## What you need to do
(1) In the address by Minister Ernesto Araújo, start at the words "We have not" and stop after "new negotiating coalitions.". Reproduce that passage with "WTO" switched to "World Trade Organization".
(2) Decide whether each statement agrees with the address, answering yes or no and quoting the words that decide it: (a) Brazil's emergency assistance program reached 60 million people. (b) Brazil has already concluded agreements with South Korea and Canada. (c) The reforms opening the natural gas markets were passed before the pandemic.

## Text excerpt
..............................

Notícias
Address by Minister Ernesto Araújo at the 2020 Ministerial Council Meeting – October 28th 2020
Thank you very much, Madam Chair,
The guiding principles of Brazil’s foreign policy and foreign economic engagement are very aligned with the OECD: democracy, economic freedom and openness, efficient market economies, and public policies that contribute to welfare and sustainable development. We are determined to make a difference in the world in the defense and promotion of those purposes and ideas.
We want Brazil’s new role in the world to correspond to the profound transformation that President Jair Bolsonaro and his administration are promoting in the country, to overcome a system of political patronage based on a state-centered and closed economy and to replace it with real people-centered democracy, to fight corruption, to promote civil liberties, to fight the increasing threat of organized crime, to open the economy to the world and allow for a real market economy to thrive at home through a very ambitious unprecedented reform program, with strict fiscal responsibility, to promote sustainable development with the creation of green jobs as the only way to preserve natural resources.
We have not detracted from those purposes during the pandemic. On the contrary, after labor and pension reforms adopted previously, reforms to open the water and sanitation market and natural gas markets have been passed during the pandemic.
We are celebrating state-of-the-art trade and investment agreements, such as the Mercosur-European Union and Mercosur-EFTA agreements, as well as negotiating new agreements with South Korea and Canada. We have just concluded, with the United States, agreements on trade facilitation, good regulatory practices, and fight against corruption. At the WTO, we advocated comprehensive reform that will enable the organization to recover its original mission of liberalizing global trade on the basis of market economies. We are actively revisiting old dogmas and promoting new negotiating coalitions.
When the health crisis hit, Brazil took adequate measures to guarantee the daily livelihood of the most vulnerable, creating, in a matter of weeks, a program of emergency assistance that reached 60 million people, showing the quality of governance and technical capacity of the country.
During the pandemic, Brazil has not stopped its highly sustainable and very productive agribusiness sector. On the contrary, Brazilian agribusiness is able to feed 1.2 billion people without any damage to the rainforest, and we are ready to show this with data at the OECD, or any other venue.
We are discussing supply chains here. The problems that the pandemic has brought into light have, as their cause, the fact that, during 30 years, globalization ignored the question of democracy. If we do not work now to ensure the convergence of democracy and economic efficiency, our fundamental values are under serious threat. We have to talk about supply chain of goods but also supply chains of ideas. Where do the ideas and value scales that shape our thoughts come from? Are they conducive to our fundamental values or not?
To end, let me stress that Brazil wants to bring to the OECD, as a full member, this drive, this commitment to the fundamental values of the organization and its contribution to the current economic and existential challenges we all face. Brazil and the OECD must work together with a sense of urgency to start the accession process soon.

..............................

## Dataset entries

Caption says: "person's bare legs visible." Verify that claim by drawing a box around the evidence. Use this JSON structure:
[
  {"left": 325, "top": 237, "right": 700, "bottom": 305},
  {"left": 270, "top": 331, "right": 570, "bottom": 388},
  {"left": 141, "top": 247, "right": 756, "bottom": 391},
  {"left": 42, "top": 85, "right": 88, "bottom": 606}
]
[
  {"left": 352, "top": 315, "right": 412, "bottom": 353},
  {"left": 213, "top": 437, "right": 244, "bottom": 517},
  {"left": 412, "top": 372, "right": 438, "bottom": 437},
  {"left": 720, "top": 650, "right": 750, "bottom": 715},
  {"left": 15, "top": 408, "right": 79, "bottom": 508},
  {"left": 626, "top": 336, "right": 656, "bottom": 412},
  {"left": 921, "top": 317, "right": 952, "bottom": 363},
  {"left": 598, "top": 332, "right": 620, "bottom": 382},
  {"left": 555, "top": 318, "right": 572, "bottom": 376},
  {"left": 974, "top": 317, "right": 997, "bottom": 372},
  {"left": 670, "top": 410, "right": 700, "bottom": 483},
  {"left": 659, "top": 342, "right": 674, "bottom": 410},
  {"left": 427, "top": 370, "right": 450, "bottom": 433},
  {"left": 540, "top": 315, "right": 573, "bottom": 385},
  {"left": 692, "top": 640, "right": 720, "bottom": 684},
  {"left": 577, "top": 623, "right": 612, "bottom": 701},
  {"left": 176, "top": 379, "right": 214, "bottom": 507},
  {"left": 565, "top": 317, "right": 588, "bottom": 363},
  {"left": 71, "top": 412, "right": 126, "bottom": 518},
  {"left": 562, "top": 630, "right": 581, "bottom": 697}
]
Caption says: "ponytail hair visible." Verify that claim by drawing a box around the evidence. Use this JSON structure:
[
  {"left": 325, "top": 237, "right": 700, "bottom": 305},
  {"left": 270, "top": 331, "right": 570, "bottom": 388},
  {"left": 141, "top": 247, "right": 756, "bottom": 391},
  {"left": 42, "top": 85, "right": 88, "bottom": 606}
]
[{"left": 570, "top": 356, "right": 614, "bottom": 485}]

..............................

## Solutions to each task
(1)
We have not detracted from those purposes during the pandemic. On the contrary, after labor and pension reforms adopted previously, reforms to open the water and sanitation market and natural gas markets have been passed during the pandemic.
We are celebrating state-of-the-art trade and investment agreements, such as the Mercosur-European Union and Mercosur-EFTA agreements, as well as negotiating new agreements with South Korea and Canada. We have just concluded, with the United States, agreements on trade facilitation, good regulatory practices, and fight against corruption. At the World Trade Organization, we advocated comprehensive reform that will enable the organization to recover its original mission of liberalizing global trade on the basis of market economies. We are actively revisiting old dogmas and promoting new negotiating coalitions.

(2)
(a) Yes: "a program of emergency assistance that reached 60 million people"
(b) No: "as well as negotiating new agreements with South Korea and Canada"
(c) No: "reforms to open the water and sanitation market and natural gas markets have been passed during the pandemic"